§ AUSGANGSTEXT
= = = = =
100 beste Schriften (9)
Als sich Futura in Deutschland Ende der 20er Jahre zum Bestseller entwickelt, sucht Stanley Morison für seinen Arbeitgeber Monotype ein britisches Äquivalent. Irgendwann Ende 1928 fällt ihm der Bildhauer und Zeichner Eric Gill ein, der 7 Jahre zuvor mit Edward Johnston eine beeindruckende Sansserif für die Londoner U-Bahn mitentworfen hat. So ähnlich könnte der »Futura-Killer« aussehen.
Eric Gill als junger Mann, zirka 1908 (© Harry Ransom Center)
Noch am selben Tag reist Morison ins walisische Nest Capel-y-ffin, wohin sich der 42-jährige Gill 1924 zurückgezogen hat, um die Schrift Perpetua fertigzustellen. Morison braucht nicht lange, um den Künstler davon zu überzeugen, dass er der richtige Mann für den Job sei, zumal dieser noch jede Menge Schriftideen in der Schublade liegen hat.
= = = = =
§ DATEN

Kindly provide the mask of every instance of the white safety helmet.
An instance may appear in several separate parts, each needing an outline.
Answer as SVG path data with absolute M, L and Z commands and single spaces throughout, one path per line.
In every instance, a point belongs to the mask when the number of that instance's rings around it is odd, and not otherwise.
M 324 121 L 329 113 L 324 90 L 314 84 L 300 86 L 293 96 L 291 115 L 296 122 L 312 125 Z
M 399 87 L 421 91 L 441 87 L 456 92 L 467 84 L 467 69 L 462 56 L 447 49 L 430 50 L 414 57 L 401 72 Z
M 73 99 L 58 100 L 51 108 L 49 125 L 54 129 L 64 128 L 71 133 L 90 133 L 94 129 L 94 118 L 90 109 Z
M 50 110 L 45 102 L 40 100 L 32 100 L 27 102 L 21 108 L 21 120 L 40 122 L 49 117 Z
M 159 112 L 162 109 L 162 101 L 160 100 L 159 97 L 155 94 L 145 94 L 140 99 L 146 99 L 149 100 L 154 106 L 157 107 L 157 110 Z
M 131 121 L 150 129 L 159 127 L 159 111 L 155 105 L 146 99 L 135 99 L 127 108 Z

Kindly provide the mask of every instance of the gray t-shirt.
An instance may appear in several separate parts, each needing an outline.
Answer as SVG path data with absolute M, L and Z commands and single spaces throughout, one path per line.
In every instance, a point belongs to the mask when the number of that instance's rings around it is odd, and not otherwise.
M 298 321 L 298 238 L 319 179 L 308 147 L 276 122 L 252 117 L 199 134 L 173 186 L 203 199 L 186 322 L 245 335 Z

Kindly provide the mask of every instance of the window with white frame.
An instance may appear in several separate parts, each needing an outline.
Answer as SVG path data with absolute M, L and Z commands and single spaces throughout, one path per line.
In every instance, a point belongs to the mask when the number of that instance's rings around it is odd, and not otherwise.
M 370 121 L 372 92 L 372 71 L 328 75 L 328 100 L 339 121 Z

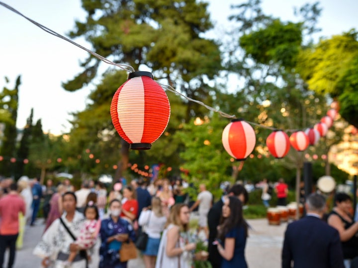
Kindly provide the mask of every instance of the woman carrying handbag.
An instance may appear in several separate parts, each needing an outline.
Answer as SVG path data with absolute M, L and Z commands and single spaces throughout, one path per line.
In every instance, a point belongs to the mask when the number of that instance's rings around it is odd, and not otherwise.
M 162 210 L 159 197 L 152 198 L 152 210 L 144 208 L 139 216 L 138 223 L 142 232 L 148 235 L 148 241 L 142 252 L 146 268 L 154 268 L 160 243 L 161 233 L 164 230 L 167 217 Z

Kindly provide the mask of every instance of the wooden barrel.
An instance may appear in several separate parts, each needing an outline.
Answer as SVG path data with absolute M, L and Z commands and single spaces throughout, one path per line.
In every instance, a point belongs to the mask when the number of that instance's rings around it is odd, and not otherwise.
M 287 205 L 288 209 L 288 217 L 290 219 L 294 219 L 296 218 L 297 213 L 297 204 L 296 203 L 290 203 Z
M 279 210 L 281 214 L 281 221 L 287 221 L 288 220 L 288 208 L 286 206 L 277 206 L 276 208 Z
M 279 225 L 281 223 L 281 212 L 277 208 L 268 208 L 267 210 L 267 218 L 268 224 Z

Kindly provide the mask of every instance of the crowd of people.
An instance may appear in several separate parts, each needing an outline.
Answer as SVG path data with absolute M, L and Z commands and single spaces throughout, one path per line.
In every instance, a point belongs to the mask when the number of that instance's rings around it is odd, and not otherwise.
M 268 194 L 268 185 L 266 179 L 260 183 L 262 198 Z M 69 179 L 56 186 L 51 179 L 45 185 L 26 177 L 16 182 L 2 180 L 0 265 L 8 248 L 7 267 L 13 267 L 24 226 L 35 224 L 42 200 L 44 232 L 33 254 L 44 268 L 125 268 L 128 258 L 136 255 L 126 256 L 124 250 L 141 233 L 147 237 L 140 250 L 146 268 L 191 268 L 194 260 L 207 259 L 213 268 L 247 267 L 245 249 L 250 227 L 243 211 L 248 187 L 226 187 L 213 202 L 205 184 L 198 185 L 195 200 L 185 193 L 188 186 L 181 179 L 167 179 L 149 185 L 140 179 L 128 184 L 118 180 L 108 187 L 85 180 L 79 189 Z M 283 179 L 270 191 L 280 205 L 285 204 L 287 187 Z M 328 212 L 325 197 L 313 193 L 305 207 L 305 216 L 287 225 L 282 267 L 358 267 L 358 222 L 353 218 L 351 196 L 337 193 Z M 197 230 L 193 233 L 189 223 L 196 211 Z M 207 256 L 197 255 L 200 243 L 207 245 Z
= = = = =
§ AUFGABEN
(a) Wohin reist Morison laut dem Ausgangstext noch am selben Tag?
(b) Erkläre mit Hilfe des Ausgangstexts, warum Morison nicht lange braucht, um Gill für den Auftrag zu gewinnen.

§ LÖSUNGEN
(a) Er reist nach Capel-y-ffin in Wales, wohin sich Gill zurückgezogen hat.

(b) Gill hat noch jede Menge Schriftideen in der Schublade liegen. Deshalb lässt er sich von Morison schnell überzeugen, dass er der richtige Mann für den Job ist.